━━ PAGE EXTRACT
As foods contain elements which are destroyed by cooking, the diet should contain a liberal proportion of raw foods, such as lettuce, celery, watercress, onions, peppers, tomatoes and fruits. Fruits not only help digestion, but they are especially valuable for supplying mineral salts.
The question of meat eating is one which may be left to the individual with the caution that the use of large quantities of meat is neither desirable nor necessary to health. Nearly every one would do better to eat one-fourth of the amount of meat which he consumes. It may even be just as well to eliminate meat entirely, if one uses a sufficiency of eggs, cheese, milk or buttermilk in the diet. Lentils, beans and peas are also valuable protein foods, and may be used as substitutes for meat.
Milk is the ideal food for infants and young children. It should continue to form the most important part of the diet of young children up to six or eight years of age, one quart a day being required for each child. Eggs are a substantial protein food and for tissue building may be classed with meat, fish, poultry, cheese, milk and buttermilk. Many men and women who do not care for milk will find buttermilk, or fermented milk, which answers the same nutrition requirements, more palatable and agreeable.
Constipation is an almost universal problem. It is invariably the direct result of improper diet and irrational habits of life. Given proper muscular activity, a natural diet and a sufficiency of water, constipation would be a rare condition.
What then is the victim of this stubborn and chronic complaint to do about it? The first thing is to revise the diet, using natural foods and especially a considerable amount of fruit and raw green salads. White bread is probably the greatest enemy of the constipation victim. An immediate change to whole-wheat, or graham, flour and such whole-grain cereals as oatmeal and shredded wheat will be helpful. Rice, tapioca and spaghetti are likewise constipating. Macaroni, or spaghetti, with cheese, is particularly so, but when spaghetti and macaroni are served in the Italian style, with a plentiful sauce made of olive oil, tomatoes and onions, this objection is practically eliminated.
The drinking of a sufficient amount of water is an important factor in preventing constipation. The hot water suggested earlier in the chapter is very effective indeed. Laxatives or cathartics should never be used because of the detrimental after effects. They tend to make the condition more stubborn. An enema should be used when necessary, although even an enema should be regarded as an emergency treatment. The refined mineral oil, which is sometimes known as Russian oil, and sometimes as liquid petrolatum, offers a very satisfactory means of relief and prevention. It is not assimilated, and serves merely as a lubricant.
The condition of the alimentary canal is such an important factor in the preservation of health that the above suggestions should he very carefully studied and assiduously followed. Keep at peace with your stomach and avoid constipation, and you will have little or no trouble in building up that condition of vigorous health which is conducive to the strength of your eyes.
━━━━
### REQUIREMENT 1
Based on the diet passage, state whether each claim agrees with it, giving yes or no and quoting the words that decide it: (a) buttermilk meets the same nutrition requirements as milk; (b) laxatives are advised for stubborn cases of constipation; (c) refined mineral oil is assimilated by the body.
### REQUIREMENT 2
Reproduce word for word the stretch of the diet passage from "As foods contain" through "supplying mineral salts.".
Base every answer on the diet passage alone.
━━ DATASET EXTRACT
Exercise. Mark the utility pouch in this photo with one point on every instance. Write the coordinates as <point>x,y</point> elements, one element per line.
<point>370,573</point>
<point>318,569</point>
━━━━
### EXERCISE RESPONSE 1
(a) Yes: "buttermilk, or fermented milk, which answers the same nutrition requirements"
(b) No: "Laxatives or cathartics should never be used because of the detrimental after effects."
(c) No: "It is not assimilated, and serves merely as a lubricant."

### EXERCISE RESPONSE 2
As foods contain elements which are destroyed by cooking, the diet should contain a liberal proportion of raw foods, such as lettuce, celery, watercress, onions, peppers, tomatoes and fruits. Fruits not only help digestion, but they are especially valuable for supplying mineral salts.